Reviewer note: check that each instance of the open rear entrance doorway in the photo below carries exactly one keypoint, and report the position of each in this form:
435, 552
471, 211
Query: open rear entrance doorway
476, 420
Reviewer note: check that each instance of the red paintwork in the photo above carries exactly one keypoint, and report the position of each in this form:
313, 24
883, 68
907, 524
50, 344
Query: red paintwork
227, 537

━━━━━━

WORK REQUIRED – Reproduce the material above word for word, every line included.

COMPLETED TASK –
Reviewer note: check that each instance of the open rear entrance doorway in the photo below carries exactly one keypoint, and report the position of each in this form:
435, 552
471, 211
Query: open rear entrance doorway
476, 420
Reviewer note: check that each instance of the red paintwork in the photo above carries exactly one keypoint, and report the position of each in this form:
313, 24
883, 68
907, 524
50, 344
Query: red paintwork
227, 537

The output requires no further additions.